▸ Your assignment: Please repeat the listing below in its entirety, exactly.

▸ Task material:
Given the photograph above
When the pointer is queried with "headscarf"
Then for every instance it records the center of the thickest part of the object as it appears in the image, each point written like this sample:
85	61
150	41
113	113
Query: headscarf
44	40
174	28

▸ Task result:
Given the photograph above
When the pointer is queried with "headscarf"
Then for every instance it records the center of the thickest part of the object as it appears in the image, each point written like this sample:
85	61
150	41
113	113
Query: headscarf
44	40
174	28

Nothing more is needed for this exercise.